Instructions
a) Answer these questions using the passage on theatre church.
(i) Who sparked the writer's thoughts on Fresh Expressions, and which theatre company is he from?
(ii) Which chapter of Matthew was the tutor's sermon on?
(iii) Where were the writer's fellow OPMs heading to do "deep listening"?
b) Repeat the part of the passage on theatre church starting at "I want to stay" and ending at "world of product?", word for word.

Supplied passage
I want to stay true to my call to process. To resolutely pursue this call to process, relationship and swim against the current of the capitalism that is a part of both church and theatre. I want to own my disappointment, yes, but to continue to explore the call put upon me. But how do you incarnate the importance of process in a world of product?

Well, like the Cathedral event, work with the current in order to subvert it. Sell a product in order to achieve a process and get people to explore and discover the benefits of the process. It’s a paradox that we exiles need to live in. In order to be counter cultural we need to be in the culture. To show the alternative we need to shine a light on the weakness of the option. Daniel, when in Babylon, lived the good Babylonian life and it was within this that he showed of the alternative way of life or the Pauline model, to become a Jew for the Jews, a
Gentile for the Gentiles all in order to show them the way of Jesus.

Connected with this is some thoughts on Fresh Expressions which were sparked by a fascinating conversation with Paul Burbridge from Riding Lights Theatre Company I had last weekend. He suggested the reason a theatre company cannot be church is down to the need for it to be inclusive of all people. If you limit the membership to those that understand theatre then it cannot be broad and inclusive. This is a very fair point. What makes a ‘theatre church’ church? Inclusion of those from all walks of life. Fresh Expressions need to embrace this inclusivity and not be limited to ‘skater church’, ‘curry church’, etc. Community must be defined by that which unites people in a group. These ‘expressions’ (skater, theatre, curry, etc.) gather people round something that makes them distinct but in order for them to mature into full expressions of church there needs to be deconstruction of that which excludes others.

It’s a paradox that one must define and sell the product in order to show that it’s not about the product; to show people that it’s the process of belonging that is more important than the product that you belong to.

Theatre Church (part IX)

I had sat in my tutors office with some fellow ‘ordained pioneer ministers’ students (OPMs) discussing how to establish a ministry ‘from scratch’. It was an interesting question in light of my tutors preparation on a sermon, preached last night, on Matthew 10. In this passage Jesus commands His disciples to go out in pairs to do the work of the Kingdom. My fellow OPMs, for their placement, were heading out as a pair to do ‘deep listening’ in an area near Durham. They were discussing the task ahead and how they, as a pair, were going to minister and be effective listeners and prophets. I sat in the room listening to their disucssions, how they were going to support each other, the importance of one playing the speaking role and one the listener, the model of Moses and Aaron and I had to ask; who was my fellow worker?

Records excerpted from a collection
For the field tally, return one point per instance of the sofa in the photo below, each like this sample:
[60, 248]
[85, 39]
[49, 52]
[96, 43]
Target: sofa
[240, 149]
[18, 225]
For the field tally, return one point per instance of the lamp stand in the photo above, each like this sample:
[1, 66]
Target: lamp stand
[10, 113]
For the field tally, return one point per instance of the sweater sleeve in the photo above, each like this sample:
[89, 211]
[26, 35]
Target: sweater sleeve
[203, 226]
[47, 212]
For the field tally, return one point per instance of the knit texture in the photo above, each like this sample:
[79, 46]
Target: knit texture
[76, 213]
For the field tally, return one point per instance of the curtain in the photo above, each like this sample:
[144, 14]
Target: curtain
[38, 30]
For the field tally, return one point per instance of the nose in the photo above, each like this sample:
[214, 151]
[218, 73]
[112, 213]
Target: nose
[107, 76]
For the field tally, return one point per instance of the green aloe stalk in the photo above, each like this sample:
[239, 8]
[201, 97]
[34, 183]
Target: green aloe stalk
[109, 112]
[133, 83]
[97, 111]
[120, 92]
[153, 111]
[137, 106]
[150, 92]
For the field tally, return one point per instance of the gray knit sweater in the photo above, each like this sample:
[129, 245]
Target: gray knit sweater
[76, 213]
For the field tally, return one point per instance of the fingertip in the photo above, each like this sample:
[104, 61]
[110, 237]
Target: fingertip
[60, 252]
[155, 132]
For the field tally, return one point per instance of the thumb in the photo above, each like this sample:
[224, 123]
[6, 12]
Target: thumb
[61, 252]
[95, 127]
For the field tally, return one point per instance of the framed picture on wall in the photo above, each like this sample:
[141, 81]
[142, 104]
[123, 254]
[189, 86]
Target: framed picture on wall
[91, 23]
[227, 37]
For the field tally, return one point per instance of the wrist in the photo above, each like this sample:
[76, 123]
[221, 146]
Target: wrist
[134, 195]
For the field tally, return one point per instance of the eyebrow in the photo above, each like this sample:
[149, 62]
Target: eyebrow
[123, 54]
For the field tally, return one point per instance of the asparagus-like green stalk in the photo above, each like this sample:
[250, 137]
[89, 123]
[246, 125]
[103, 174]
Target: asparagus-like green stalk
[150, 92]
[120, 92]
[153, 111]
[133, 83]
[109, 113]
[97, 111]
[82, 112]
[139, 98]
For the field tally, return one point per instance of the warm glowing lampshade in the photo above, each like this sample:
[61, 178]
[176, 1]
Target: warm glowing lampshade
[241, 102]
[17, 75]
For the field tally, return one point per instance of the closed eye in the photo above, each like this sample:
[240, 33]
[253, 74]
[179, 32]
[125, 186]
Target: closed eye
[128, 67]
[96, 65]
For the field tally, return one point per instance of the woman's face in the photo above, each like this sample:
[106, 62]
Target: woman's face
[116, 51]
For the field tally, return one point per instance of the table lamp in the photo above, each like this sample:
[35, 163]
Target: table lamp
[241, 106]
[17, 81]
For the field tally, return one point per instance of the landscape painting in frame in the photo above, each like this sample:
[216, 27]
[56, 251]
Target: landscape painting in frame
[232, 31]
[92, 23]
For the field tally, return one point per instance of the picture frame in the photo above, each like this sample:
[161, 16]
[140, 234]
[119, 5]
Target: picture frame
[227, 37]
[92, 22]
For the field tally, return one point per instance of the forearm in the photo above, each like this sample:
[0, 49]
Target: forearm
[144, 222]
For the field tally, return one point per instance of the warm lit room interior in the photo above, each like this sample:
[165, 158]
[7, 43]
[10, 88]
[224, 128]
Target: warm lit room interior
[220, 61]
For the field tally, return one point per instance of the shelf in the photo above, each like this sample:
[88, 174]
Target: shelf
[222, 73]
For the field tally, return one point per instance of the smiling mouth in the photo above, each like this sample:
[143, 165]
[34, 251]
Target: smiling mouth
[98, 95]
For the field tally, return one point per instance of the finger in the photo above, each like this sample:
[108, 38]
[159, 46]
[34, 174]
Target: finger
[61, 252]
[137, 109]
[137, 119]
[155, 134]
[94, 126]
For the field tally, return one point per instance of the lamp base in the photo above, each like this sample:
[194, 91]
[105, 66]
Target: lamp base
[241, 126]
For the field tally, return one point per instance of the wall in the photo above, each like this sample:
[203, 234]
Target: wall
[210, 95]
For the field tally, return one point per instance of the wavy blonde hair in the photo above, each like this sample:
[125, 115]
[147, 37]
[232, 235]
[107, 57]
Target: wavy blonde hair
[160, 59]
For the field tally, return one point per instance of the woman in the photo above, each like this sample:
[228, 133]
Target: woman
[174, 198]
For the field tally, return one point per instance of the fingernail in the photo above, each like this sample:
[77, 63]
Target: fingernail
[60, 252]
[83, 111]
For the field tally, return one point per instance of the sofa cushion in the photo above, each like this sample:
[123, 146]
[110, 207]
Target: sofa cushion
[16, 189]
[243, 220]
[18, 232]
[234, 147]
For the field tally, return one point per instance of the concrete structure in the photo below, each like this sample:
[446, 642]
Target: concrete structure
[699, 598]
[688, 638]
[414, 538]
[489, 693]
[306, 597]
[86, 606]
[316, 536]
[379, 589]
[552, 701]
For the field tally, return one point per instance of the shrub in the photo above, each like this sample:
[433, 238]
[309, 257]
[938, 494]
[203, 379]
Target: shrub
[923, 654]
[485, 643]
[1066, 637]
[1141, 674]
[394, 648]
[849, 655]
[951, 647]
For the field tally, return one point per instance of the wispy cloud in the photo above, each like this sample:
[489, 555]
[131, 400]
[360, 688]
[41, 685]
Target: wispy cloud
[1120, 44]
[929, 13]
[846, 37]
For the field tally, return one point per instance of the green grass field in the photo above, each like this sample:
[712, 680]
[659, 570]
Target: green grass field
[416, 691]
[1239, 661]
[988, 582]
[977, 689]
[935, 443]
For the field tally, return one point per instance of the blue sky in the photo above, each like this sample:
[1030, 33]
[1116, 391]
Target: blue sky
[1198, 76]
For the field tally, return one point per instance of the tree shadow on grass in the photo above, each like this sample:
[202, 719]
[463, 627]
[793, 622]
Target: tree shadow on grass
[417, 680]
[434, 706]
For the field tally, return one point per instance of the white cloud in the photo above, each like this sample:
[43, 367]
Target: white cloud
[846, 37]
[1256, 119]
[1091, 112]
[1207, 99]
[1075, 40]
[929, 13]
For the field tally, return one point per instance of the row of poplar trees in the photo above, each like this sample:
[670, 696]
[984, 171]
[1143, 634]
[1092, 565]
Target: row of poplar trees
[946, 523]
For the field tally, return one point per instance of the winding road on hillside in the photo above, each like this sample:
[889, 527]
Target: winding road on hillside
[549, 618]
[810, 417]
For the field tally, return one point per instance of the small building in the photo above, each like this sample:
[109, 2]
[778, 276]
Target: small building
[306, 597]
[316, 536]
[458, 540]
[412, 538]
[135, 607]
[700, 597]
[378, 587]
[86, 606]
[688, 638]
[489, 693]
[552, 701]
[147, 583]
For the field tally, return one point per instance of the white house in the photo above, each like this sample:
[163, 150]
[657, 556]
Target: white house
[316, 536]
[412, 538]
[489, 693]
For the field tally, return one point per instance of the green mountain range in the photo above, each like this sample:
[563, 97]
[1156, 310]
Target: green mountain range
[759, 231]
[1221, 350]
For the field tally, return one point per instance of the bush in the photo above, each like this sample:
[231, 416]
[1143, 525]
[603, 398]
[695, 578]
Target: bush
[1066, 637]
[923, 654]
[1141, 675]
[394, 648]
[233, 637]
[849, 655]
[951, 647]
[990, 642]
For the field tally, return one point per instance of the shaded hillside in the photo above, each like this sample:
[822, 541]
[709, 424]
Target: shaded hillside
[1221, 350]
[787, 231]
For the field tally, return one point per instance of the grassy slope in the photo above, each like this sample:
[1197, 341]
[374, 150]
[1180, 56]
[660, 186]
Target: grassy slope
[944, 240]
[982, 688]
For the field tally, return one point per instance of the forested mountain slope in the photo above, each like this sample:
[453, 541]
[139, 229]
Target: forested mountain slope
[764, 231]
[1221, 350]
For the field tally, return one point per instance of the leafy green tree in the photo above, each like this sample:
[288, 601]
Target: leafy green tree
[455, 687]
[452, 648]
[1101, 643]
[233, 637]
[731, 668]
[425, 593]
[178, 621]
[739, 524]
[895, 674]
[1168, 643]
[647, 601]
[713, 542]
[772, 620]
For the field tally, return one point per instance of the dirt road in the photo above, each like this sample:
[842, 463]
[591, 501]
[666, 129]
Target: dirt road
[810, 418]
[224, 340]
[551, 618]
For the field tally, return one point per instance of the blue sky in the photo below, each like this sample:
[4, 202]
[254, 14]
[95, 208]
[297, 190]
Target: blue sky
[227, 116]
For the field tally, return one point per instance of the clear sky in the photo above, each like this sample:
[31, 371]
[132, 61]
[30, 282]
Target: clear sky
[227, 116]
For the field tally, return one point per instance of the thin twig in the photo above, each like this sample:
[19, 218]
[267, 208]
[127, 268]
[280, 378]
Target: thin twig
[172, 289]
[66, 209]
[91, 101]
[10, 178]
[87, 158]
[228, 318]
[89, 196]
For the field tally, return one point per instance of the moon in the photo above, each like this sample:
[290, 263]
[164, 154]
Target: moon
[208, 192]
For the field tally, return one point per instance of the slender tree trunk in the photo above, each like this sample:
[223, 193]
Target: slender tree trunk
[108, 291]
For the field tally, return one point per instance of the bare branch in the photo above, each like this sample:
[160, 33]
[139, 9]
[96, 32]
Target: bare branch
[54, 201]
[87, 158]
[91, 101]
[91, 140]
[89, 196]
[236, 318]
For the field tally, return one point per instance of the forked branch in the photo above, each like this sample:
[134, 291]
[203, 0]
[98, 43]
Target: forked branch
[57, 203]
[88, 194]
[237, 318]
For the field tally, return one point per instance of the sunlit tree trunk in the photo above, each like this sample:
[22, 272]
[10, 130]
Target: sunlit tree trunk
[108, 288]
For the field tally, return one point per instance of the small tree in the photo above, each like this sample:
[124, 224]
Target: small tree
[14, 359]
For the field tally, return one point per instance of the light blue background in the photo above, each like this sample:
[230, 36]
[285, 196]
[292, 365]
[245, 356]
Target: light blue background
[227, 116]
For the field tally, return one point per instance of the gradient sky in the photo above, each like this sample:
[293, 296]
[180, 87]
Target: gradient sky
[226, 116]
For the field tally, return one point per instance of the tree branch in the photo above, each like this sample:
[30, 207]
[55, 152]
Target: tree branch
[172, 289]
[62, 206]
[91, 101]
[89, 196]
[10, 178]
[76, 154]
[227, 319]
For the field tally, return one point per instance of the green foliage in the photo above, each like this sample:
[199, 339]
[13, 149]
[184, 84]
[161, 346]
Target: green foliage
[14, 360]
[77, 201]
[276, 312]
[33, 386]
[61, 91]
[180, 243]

Expected results
a)
(i) Paul Burbridge, from Riding Lights Theatre Company
(ii) Matthew 10
(iii) An area near Durham

b)
I want to stay true to my call to process. To resolutely pursue this call to process, relationship and swim against the current of the capitalism that is a part of both church and theatre. I want to own my disappointment, yes, but to continue to explore the call put upon me. But how do you incarnate the importance of process in a world of product?